WHAT YOU WILL DO. All of the material must be duplicated exactly, line by line.

Content starts

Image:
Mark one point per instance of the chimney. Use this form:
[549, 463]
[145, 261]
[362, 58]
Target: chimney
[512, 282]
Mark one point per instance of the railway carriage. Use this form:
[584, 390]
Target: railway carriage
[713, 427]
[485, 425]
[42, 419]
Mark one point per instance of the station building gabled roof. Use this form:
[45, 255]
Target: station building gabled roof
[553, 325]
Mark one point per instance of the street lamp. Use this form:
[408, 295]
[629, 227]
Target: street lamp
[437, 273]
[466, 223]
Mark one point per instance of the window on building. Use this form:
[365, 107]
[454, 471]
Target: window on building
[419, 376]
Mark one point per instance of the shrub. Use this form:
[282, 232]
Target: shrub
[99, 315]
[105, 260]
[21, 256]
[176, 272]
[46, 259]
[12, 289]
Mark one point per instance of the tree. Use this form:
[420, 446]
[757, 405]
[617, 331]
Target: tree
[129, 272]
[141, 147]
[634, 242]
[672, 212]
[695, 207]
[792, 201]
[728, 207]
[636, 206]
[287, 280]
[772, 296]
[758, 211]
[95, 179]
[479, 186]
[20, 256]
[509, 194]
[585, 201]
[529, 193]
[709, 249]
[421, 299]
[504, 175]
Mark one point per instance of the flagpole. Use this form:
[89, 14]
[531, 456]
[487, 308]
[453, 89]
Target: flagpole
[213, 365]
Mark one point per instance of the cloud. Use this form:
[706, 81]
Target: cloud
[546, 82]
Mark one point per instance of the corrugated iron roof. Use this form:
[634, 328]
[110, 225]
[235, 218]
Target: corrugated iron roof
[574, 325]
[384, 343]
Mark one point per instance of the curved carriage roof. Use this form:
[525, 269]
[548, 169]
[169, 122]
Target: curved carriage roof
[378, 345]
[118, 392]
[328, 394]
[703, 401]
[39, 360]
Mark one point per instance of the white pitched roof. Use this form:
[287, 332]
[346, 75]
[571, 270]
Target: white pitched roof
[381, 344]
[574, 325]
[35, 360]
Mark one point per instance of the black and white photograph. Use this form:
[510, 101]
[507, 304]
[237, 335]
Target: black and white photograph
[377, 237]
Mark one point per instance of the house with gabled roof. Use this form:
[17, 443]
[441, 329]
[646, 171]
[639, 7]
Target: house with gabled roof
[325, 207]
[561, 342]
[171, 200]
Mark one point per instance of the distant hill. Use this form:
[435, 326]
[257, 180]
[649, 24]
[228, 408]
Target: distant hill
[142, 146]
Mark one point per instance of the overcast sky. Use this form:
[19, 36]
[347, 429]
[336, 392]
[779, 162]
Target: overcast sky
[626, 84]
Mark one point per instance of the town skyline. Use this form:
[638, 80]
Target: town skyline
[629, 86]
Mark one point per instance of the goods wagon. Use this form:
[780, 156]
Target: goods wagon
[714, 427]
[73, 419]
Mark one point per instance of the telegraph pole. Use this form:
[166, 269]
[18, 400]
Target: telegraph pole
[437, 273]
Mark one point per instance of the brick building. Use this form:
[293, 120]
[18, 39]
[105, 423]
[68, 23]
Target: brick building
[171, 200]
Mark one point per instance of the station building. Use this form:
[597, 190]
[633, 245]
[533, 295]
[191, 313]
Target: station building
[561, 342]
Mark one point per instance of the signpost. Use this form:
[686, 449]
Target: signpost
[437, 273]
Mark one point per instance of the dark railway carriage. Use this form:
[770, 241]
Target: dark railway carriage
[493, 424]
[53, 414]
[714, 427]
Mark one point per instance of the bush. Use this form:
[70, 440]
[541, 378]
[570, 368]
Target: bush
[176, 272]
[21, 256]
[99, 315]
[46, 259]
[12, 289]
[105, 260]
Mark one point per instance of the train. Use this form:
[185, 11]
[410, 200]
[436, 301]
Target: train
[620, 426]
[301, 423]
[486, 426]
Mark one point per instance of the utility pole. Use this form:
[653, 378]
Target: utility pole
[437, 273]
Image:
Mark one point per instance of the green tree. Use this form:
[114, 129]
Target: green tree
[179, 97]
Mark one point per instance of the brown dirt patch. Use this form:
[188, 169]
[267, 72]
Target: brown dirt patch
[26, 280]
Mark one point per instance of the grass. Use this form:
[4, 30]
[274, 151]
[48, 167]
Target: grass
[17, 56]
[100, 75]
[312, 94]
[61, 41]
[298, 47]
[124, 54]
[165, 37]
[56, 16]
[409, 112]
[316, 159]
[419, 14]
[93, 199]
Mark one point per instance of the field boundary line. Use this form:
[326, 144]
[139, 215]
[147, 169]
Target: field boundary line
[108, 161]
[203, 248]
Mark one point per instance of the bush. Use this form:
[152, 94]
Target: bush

Content ends

SOLUTION.
Image:
Mark one point per instance of the chimney. Use this form:
[549, 463]
[145, 261]
[362, 58]
Target: chimney
[512, 282]
Mark one point per instance of the railway carriage. Use this form:
[584, 390]
Target: railway carriage
[713, 427]
[485, 425]
[42, 419]
Mark one point per instance of the station building gabled roof. Use this form:
[45, 255]
Target: station building gabled roof
[553, 325]
Mark one point per instance of the street lamp. Use this form:
[408, 295]
[629, 227]
Target: street lamp
[437, 273]
[466, 223]
Mark one point per instance of the window on building. Use this form:
[365, 107]
[454, 471]
Target: window on building
[419, 376]
Mark one point per instance of the shrub. Use this form:
[282, 232]
Target: shrub
[99, 315]
[105, 260]
[21, 256]
[176, 272]
[46, 259]
[12, 289]
Mark one point per instance of the tree. Use this form:
[420, 446]
[757, 405]
[617, 331]
Target: tree
[129, 272]
[141, 147]
[634, 242]
[672, 212]
[695, 207]
[792, 201]
[728, 207]
[636, 206]
[287, 280]
[772, 296]
[758, 211]
[95, 179]
[479, 186]
[20, 256]
[509, 194]
[585, 201]
[529, 193]
[709, 249]
[421, 299]
[504, 175]
Mark one point per instance of the flagpole. Use this form:
[89, 14]
[531, 456]
[487, 308]
[453, 89]
Target: flagpole
[213, 365]
Mark one point per instance of the cloud. Use this form:
[706, 81]
Target: cloud
[546, 82]
Mark one point per instance of the corrugated iron roof. Use this form:
[634, 328]
[110, 225]
[235, 218]
Target: corrugated iron roof
[574, 325]
[384, 343]
Mark one point per instance of the curved carriage roof. Use this form:
[525, 269]
[548, 169]
[169, 122]
Target: curved carriage roof
[378, 345]
[118, 392]
[328, 394]
[703, 401]
[39, 360]
Mark one point per instance of the white pitched roof. Use this form:
[287, 332]
[346, 75]
[571, 270]
Target: white pitched roof
[381, 344]
[574, 325]
[35, 360]
Mark one point per instance of the black and white photograph. Use this form:
[510, 101]
[507, 304]
[237, 335]
Target: black and white photograph
[377, 237]
Mark one point per instance of the house with gabled roof. Use this form:
[17, 443]
[441, 329]
[646, 171]
[639, 7]
Target: house with gabled roof
[325, 207]
[561, 342]
[171, 200]
Mark one point per instance of the distant hill. Use this form:
[435, 326]
[257, 180]
[649, 24]
[228, 408]
Target: distant hill
[142, 146]
Mark one point per instance of the overcast sky. Use this form:
[19, 36]
[347, 429]
[336, 392]
[779, 162]
Target: overcast sky
[626, 84]
Mark one point per instance of the town skyline. Use this form:
[638, 80]
Target: town skyline
[629, 86]
Mark one point per instance of the goods wagon. Use this form:
[780, 156]
Target: goods wagon
[714, 427]
[73, 419]
Mark one point per instance of the telegraph pole. Use this form:
[166, 269]
[18, 400]
Target: telegraph pole
[437, 273]
Mark one point per instance of the brick building. Use this form:
[293, 120]
[18, 39]
[105, 423]
[68, 23]
Target: brick building
[171, 200]
Mark one point per instance of the station building. Use this form:
[597, 190]
[633, 245]
[533, 295]
[191, 313]
Target: station building
[561, 342]
Mark one point per instance of the signpost. Use this form:
[686, 449]
Target: signpost
[437, 273]
Mark one point per instance of the dark railway carriage. Use this form:
[770, 241]
Target: dark railway carriage
[493, 424]
[53, 414]
[714, 427]
Mark one point per instance of the bush. Use this form:
[70, 440]
[541, 378]
[570, 368]
Target: bush
[176, 272]
[21, 256]
[99, 315]
[46, 259]
[12, 289]
[105, 260]
Mark one point per instance of the train. Use this form:
[185, 11]
[410, 200]
[436, 301]
Target: train
[620, 426]
[301, 423]
[486, 426]
Mark one point per instance of the utility pole. Use this form:
[653, 378]
Target: utility pole
[437, 273]
Image:
Mark one point per instance of the green tree. Use this form:
[114, 129]
Target: green tree
[179, 97]
Mark one point per instance of the brown dirt patch. Use this form:
[188, 169]
[267, 72]
Target: brown dirt patch
[26, 280]
Mark one point per instance of the grass. Use this form:
[4, 30]
[274, 151]
[48, 167]
Target: grass
[17, 56]
[100, 75]
[312, 94]
[61, 41]
[298, 47]
[124, 54]
[165, 37]
[56, 16]
[409, 112]
[316, 159]
[419, 14]
[93, 199]
Mark one point per instance of the field boundary line. Use this form:
[326, 144]
[139, 215]
[147, 169]
Target: field boundary line
[108, 161]
[203, 248]
Mark one point per instance of the bush. Use this form:
[152, 94]
Target: bush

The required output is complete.